An exact copy, beginning at the line containing "of the pharmacy" and ending at the final line of the records that follow, is the answer; it has no pictures and no other text.

> [Source material]
........

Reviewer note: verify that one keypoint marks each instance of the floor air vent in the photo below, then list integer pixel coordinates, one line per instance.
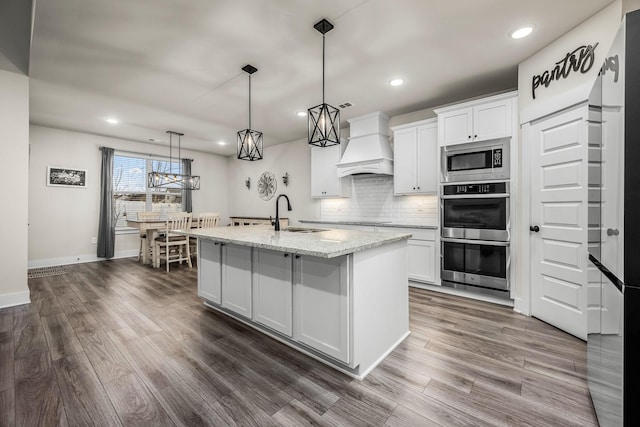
(34, 273)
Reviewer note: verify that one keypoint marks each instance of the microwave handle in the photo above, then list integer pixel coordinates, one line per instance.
(476, 196)
(474, 242)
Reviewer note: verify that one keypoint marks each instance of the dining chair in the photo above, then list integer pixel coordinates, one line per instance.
(173, 247)
(205, 220)
(208, 219)
(145, 243)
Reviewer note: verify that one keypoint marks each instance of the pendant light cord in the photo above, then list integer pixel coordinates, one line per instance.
(323, 68)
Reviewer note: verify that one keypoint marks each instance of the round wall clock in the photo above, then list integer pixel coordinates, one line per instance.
(267, 185)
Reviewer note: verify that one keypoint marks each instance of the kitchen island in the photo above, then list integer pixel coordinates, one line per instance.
(339, 296)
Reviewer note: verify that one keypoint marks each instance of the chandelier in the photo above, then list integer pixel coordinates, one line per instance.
(249, 141)
(169, 179)
(324, 120)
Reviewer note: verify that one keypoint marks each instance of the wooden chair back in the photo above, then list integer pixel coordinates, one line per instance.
(148, 215)
(178, 221)
(208, 219)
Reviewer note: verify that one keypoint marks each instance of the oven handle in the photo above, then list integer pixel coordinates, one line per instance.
(477, 196)
(474, 242)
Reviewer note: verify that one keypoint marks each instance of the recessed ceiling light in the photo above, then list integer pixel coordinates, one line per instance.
(522, 32)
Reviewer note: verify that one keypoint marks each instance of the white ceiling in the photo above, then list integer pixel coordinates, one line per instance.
(161, 65)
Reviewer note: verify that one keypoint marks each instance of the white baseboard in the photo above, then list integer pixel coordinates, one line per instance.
(15, 298)
(78, 259)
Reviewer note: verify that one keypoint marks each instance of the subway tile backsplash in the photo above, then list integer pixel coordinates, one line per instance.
(372, 199)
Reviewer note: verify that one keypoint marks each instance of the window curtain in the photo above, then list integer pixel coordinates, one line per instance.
(187, 204)
(107, 223)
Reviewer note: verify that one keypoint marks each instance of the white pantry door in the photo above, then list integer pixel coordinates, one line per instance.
(559, 210)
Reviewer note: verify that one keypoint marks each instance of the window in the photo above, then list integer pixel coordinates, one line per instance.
(130, 192)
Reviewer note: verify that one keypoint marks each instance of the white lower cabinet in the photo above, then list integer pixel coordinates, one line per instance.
(236, 279)
(210, 271)
(321, 305)
(421, 260)
(273, 290)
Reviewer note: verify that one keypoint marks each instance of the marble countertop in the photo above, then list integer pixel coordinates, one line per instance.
(371, 223)
(328, 243)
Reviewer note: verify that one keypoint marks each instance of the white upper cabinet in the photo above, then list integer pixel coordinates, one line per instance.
(479, 120)
(415, 152)
(324, 173)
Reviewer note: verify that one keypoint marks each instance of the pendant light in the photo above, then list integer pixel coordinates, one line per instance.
(164, 179)
(249, 141)
(324, 120)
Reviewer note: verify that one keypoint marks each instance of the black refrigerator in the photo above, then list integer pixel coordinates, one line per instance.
(613, 338)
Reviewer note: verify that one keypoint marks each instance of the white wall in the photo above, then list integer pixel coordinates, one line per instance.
(292, 157)
(62, 221)
(14, 122)
(563, 93)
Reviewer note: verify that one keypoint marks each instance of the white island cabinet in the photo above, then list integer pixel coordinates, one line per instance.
(339, 296)
(322, 302)
(210, 271)
(273, 290)
(236, 279)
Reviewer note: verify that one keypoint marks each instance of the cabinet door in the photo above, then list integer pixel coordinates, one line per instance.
(236, 279)
(456, 127)
(321, 305)
(427, 159)
(492, 120)
(404, 161)
(273, 290)
(421, 260)
(210, 271)
(324, 171)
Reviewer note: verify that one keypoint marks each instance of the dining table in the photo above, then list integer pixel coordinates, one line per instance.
(152, 227)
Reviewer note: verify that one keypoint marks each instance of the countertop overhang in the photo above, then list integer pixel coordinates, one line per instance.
(328, 243)
(395, 224)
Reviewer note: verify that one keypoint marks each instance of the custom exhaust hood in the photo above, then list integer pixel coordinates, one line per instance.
(368, 150)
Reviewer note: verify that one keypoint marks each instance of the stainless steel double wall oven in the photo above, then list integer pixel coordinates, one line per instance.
(475, 217)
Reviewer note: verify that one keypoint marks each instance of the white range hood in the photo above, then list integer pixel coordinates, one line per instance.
(368, 150)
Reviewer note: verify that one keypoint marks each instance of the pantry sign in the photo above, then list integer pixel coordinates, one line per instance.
(579, 60)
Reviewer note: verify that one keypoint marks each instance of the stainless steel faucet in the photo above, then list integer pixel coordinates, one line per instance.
(277, 225)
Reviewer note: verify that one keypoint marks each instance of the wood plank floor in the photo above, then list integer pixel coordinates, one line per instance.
(118, 343)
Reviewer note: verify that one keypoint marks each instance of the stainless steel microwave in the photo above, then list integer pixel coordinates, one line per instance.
(476, 161)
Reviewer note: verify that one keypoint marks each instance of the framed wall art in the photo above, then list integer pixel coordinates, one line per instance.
(66, 177)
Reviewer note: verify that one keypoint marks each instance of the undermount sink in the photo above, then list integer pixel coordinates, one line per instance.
(302, 230)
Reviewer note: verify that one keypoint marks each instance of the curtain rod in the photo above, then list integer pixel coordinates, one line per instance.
(142, 154)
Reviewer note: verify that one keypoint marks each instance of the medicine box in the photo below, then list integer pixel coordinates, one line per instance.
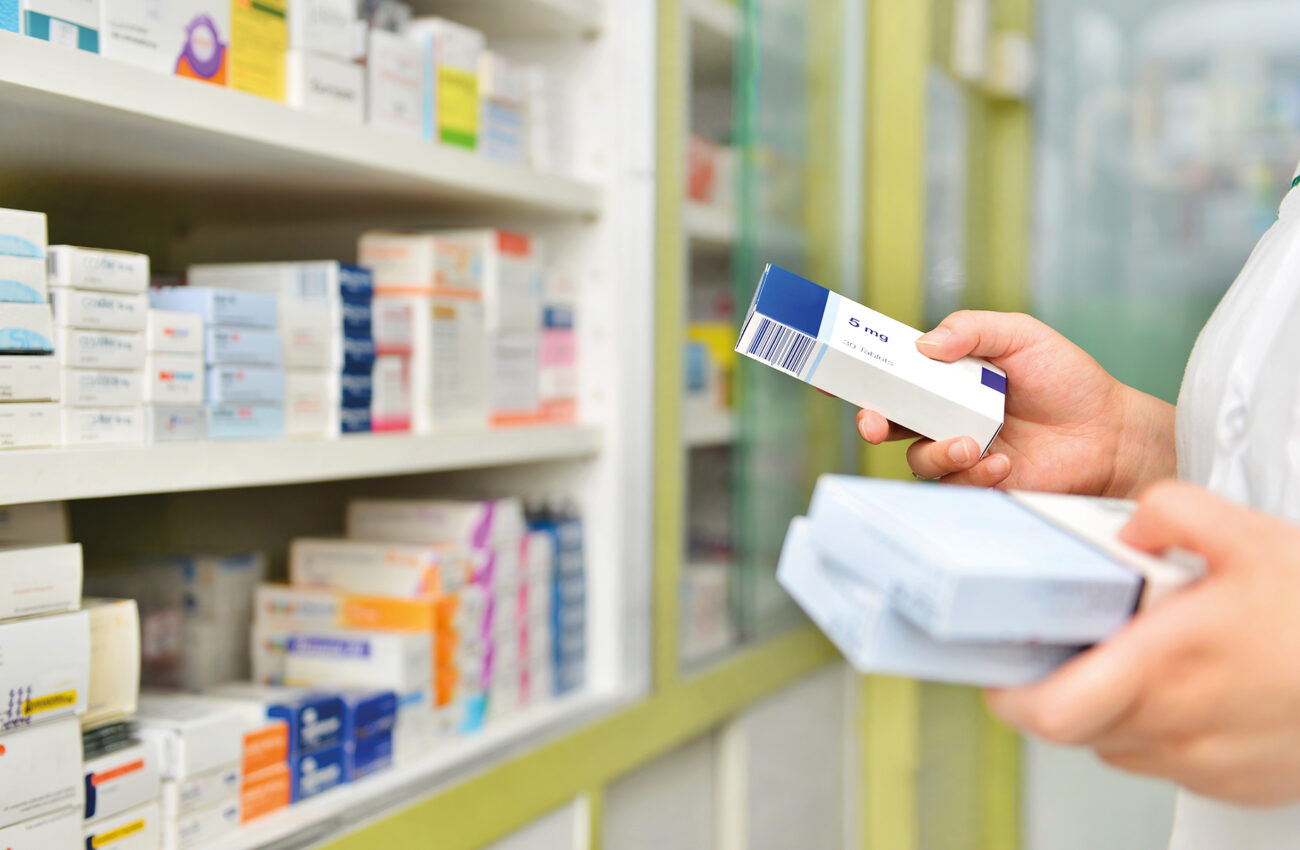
(246, 421)
(37, 579)
(174, 423)
(121, 780)
(98, 311)
(195, 734)
(115, 659)
(42, 771)
(246, 385)
(243, 346)
(103, 425)
(102, 387)
(22, 234)
(100, 348)
(875, 638)
(195, 793)
(219, 307)
(26, 329)
(46, 671)
(30, 425)
(187, 38)
(870, 360)
(326, 86)
(22, 281)
(174, 333)
(66, 22)
(259, 39)
(96, 269)
(394, 78)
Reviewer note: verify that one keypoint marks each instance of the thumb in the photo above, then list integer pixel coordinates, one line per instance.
(1177, 515)
(980, 334)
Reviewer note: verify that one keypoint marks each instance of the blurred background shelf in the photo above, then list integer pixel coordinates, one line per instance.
(92, 472)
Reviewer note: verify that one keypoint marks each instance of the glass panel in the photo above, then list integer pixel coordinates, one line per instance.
(1168, 131)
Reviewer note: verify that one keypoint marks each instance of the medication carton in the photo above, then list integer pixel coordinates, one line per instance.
(39, 579)
(22, 281)
(195, 736)
(98, 269)
(115, 659)
(870, 360)
(875, 638)
(121, 780)
(42, 771)
(29, 378)
(46, 671)
(66, 22)
(970, 564)
(259, 42)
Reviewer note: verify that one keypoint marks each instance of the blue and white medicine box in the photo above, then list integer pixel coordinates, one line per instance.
(870, 360)
(971, 564)
(878, 640)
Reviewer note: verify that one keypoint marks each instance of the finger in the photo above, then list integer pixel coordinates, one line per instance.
(979, 334)
(988, 472)
(935, 460)
(1175, 515)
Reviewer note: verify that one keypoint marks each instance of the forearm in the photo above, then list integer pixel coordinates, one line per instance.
(1145, 449)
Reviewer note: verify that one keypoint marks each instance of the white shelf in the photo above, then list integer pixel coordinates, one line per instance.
(99, 125)
(94, 472)
(521, 18)
(349, 807)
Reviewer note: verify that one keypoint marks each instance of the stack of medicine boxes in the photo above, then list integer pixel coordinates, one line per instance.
(245, 381)
(174, 372)
(29, 373)
(200, 742)
(329, 341)
(44, 682)
(98, 293)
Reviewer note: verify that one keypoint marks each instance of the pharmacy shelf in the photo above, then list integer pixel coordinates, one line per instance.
(96, 472)
(349, 807)
(124, 131)
(521, 18)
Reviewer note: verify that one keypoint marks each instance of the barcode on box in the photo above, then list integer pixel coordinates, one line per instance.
(779, 346)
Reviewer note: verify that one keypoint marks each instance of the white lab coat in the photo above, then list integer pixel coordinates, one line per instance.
(1239, 436)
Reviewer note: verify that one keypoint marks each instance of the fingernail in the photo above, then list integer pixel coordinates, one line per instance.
(936, 337)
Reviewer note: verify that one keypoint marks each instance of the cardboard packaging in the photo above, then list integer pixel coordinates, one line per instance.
(96, 269)
(39, 579)
(22, 234)
(174, 423)
(87, 309)
(22, 281)
(219, 307)
(394, 77)
(103, 425)
(42, 771)
(29, 378)
(875, 638)
(259, 40)
(121, 780)
(26, 329)
(66, 22)
(102, 387)
(326, 86)
(174, 333)
(46, 669)
(100, 348)
(971, 564)
(870, 360)
(115, 659)
(195, 736)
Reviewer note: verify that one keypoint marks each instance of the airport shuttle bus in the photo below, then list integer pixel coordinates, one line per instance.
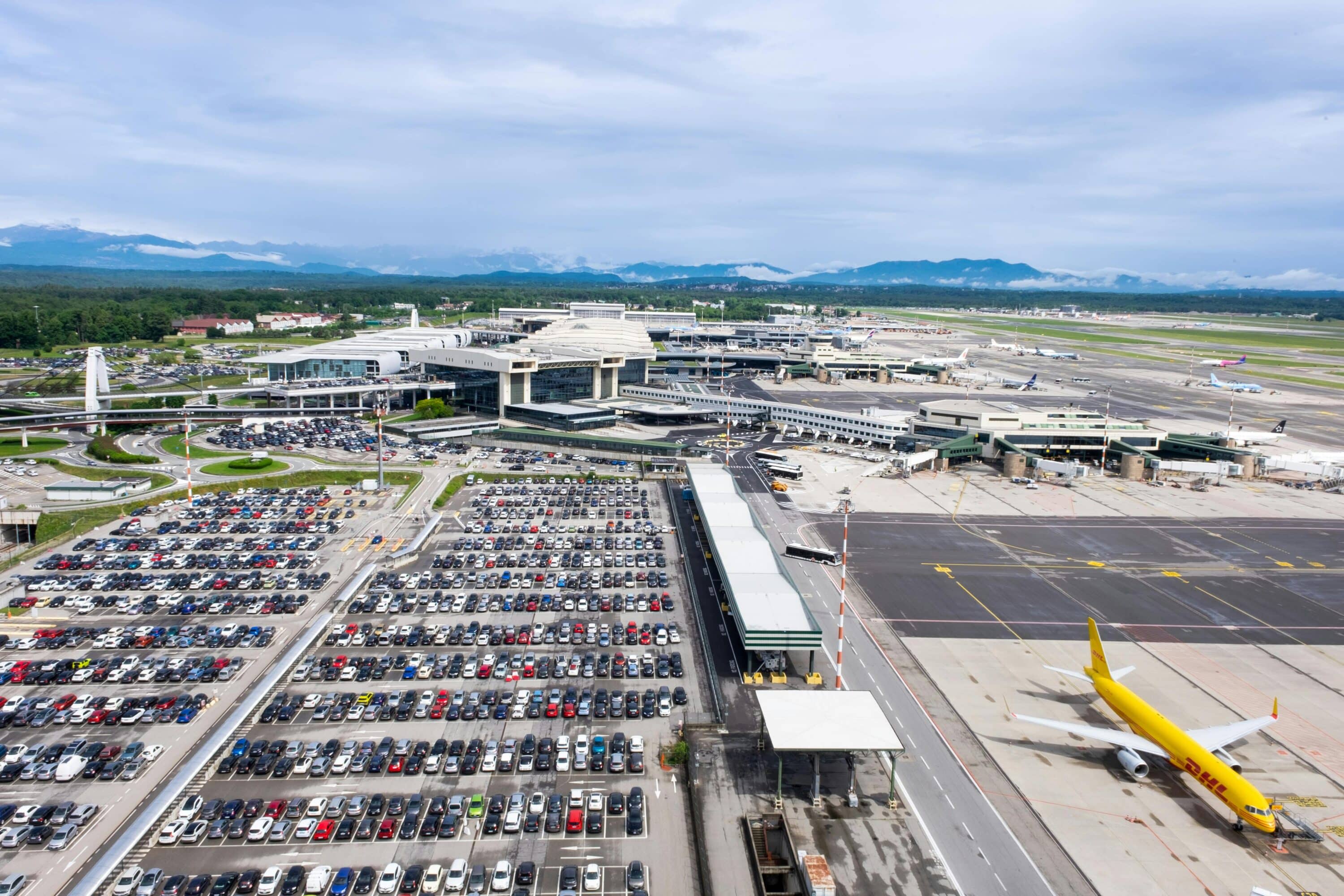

........

> [Exercise answer]
Reviewer note: verify that one keypoint marks each instance of the pharmacy shelf in the photo above, then list integer pixel coordinates, one line per instance.
(96, 472)
(349, 807)
(124, 131)
(521, 18)
Reviewer note: verify that one keypoint marks each instance of the barcode on box in the photo above, then list integer pixel coordinates, one line per instance.
(779, 346)
Reviewer note: verify that one keypoint marks each instance of the white lab coat in the photo above, then list integer pixel coordinates, one line per instance.
(1239, 436)
Reviewer note: verify that one keypoint marks each instance of the fingernail in the photo above, then list integer pixel coordinates, one line per instance.
(936, 337)
Reviewer note: verify that one keypoint marks each instance of the cardboard packaging in the photo above, then list integer pixel coordinates, one line per instance.
(96, 269)
(39, 579)
(22, 234)
(174, 423)
(87, 309)
(22, 281)
(219, 307)
(394, 77)
(103, 425)
(42, 771)
(29, 378)
(875, 638)
(259, 40)
(121, 780)
(26, 329)
(66, 22)
(102, 387)
(326, 86)
(174, 333)
(46, 669)
(100, 348)
(971, 564)
(870, 360)
(115, 659)
(195, 736)
Reviewer note: verify that one keypoint marks each instance of the airport shuttle bus in the photo below, then list integer pixel coordinates, one line per instance.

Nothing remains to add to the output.